Material for the task:

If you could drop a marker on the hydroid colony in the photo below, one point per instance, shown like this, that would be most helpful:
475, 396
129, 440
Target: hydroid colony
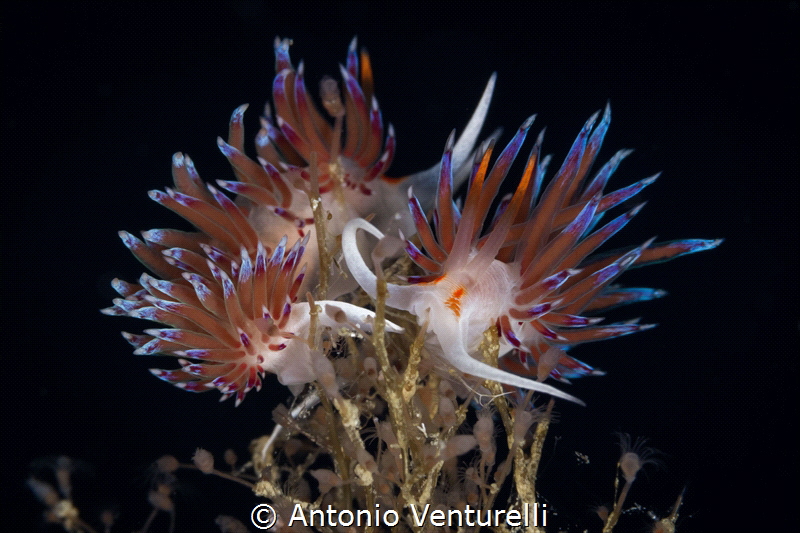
389, 307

Task objective: Drop the images and return the data verbatim.

Exercise solution:
If you could drop a marker on the hydroid colony in the photo below, one point per instance, shown like this, that would be most helpful:
475, 396
129, 440
Target: hydroid colony
389, 307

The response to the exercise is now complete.